**Work instructions**
Work through the data line by line, gathering every line that has the word "diver".
Entries shown section start
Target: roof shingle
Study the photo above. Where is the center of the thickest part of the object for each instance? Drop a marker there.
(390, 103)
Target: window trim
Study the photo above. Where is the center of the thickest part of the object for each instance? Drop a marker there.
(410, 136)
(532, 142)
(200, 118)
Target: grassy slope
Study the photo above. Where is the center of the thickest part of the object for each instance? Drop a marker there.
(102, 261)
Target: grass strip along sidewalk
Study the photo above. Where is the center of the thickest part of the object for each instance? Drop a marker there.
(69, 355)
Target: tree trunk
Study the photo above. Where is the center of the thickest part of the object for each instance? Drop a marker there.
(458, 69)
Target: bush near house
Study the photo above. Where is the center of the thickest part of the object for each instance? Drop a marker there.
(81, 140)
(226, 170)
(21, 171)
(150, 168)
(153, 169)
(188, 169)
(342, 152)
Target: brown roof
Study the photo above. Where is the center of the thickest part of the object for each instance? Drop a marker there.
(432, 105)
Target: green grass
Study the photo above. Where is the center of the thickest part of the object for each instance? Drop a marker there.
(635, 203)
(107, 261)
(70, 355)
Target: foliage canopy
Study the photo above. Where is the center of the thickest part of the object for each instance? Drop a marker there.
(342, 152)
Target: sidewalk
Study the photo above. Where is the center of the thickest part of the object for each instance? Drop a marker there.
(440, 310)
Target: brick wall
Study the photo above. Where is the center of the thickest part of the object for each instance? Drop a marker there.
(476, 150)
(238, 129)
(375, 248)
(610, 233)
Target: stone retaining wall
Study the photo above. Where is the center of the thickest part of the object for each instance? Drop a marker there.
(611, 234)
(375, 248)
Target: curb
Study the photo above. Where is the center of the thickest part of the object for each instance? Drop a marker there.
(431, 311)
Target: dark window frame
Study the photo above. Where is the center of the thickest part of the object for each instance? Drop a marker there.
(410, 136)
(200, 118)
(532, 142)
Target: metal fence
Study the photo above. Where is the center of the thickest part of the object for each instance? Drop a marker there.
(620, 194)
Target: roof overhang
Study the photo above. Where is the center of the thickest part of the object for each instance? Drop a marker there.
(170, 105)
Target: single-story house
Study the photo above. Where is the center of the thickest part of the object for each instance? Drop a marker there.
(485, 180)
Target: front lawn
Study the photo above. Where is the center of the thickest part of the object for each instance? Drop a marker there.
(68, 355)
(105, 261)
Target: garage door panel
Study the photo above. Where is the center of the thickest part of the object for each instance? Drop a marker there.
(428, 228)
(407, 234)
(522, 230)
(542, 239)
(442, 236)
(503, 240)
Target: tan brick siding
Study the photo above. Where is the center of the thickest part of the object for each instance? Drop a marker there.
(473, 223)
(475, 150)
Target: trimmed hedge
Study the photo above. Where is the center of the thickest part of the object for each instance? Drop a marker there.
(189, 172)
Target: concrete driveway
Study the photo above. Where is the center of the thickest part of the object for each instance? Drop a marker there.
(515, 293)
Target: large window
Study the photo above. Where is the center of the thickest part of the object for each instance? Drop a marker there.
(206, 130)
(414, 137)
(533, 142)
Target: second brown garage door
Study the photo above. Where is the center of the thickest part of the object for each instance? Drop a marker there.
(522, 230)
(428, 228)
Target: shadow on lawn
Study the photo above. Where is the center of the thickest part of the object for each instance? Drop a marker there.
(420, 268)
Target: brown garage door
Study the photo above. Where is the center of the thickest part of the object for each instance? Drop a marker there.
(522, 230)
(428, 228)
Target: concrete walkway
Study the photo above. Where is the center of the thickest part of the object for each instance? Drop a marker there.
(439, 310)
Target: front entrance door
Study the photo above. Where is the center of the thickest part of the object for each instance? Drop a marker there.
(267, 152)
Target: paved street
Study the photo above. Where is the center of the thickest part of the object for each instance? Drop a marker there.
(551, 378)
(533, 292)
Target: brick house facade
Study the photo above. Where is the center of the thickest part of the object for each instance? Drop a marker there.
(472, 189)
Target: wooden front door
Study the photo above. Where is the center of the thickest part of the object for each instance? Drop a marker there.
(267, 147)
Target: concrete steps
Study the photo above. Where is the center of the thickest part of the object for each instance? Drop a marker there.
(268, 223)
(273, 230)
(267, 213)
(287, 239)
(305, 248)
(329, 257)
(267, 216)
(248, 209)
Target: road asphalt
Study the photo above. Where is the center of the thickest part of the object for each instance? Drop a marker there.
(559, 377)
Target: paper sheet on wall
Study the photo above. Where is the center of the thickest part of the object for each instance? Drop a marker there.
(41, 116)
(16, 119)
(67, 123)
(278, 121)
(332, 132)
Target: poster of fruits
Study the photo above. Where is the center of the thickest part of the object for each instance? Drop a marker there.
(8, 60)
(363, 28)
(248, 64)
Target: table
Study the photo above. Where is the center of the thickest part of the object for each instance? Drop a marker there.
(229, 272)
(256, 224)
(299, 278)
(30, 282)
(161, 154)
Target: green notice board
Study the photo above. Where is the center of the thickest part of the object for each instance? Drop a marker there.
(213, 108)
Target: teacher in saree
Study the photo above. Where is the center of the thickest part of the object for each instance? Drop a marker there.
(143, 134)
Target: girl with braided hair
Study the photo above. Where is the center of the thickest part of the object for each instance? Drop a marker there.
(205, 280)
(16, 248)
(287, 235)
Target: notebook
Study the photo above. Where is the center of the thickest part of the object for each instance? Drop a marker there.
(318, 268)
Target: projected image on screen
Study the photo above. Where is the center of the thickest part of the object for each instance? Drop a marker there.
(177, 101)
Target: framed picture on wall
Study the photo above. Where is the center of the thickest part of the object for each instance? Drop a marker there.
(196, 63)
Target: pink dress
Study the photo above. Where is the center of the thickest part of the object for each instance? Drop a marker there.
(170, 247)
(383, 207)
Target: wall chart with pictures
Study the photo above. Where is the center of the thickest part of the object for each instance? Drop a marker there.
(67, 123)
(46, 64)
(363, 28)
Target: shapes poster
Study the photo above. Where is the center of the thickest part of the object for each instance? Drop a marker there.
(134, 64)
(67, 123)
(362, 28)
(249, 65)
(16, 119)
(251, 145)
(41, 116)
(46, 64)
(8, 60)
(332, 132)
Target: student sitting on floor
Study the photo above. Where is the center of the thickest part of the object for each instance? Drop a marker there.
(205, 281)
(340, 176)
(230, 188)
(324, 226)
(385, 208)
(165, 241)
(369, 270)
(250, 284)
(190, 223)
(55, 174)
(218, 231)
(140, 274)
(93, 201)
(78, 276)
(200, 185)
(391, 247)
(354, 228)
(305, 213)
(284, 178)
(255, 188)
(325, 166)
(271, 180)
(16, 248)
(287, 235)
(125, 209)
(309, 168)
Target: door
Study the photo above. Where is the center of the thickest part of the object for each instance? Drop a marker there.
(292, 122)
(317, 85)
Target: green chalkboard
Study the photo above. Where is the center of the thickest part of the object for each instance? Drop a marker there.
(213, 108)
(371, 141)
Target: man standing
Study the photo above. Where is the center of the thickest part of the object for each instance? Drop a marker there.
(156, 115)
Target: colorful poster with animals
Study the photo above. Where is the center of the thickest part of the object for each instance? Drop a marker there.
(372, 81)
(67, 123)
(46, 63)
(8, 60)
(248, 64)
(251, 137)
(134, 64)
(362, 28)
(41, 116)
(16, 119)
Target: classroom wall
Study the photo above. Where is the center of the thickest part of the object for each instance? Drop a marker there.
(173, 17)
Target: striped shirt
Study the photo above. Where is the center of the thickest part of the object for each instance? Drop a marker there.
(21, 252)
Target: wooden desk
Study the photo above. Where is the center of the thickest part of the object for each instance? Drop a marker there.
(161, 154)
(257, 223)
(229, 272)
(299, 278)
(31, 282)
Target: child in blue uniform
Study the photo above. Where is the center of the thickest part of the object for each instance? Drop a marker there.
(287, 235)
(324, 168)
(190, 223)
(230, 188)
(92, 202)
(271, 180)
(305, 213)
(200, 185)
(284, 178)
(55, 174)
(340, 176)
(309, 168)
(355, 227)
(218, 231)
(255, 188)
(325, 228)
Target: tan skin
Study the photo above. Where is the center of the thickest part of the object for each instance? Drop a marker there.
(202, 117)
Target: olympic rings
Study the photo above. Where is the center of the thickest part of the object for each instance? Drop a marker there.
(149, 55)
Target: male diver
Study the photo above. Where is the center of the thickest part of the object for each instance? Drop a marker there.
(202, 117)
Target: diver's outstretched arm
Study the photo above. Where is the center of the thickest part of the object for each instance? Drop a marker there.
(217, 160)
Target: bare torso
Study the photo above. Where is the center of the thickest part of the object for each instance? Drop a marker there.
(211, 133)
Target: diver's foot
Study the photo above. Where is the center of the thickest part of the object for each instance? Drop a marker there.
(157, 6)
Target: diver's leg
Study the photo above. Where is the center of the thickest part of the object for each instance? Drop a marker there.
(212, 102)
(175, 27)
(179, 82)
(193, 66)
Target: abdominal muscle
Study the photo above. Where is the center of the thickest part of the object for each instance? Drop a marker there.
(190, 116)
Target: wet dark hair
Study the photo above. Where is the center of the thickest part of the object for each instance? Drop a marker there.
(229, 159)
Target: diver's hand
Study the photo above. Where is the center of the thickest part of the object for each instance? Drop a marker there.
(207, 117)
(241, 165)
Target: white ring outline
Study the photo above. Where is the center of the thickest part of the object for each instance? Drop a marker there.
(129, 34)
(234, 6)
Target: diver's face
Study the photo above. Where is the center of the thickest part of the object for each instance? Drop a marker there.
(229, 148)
Entries shown section end
**Reply**
Target: male diver
Target: diver's outstretched arm
Target: diver's foot
Target: diver's leg
Target: diver's hand
Target: diver's face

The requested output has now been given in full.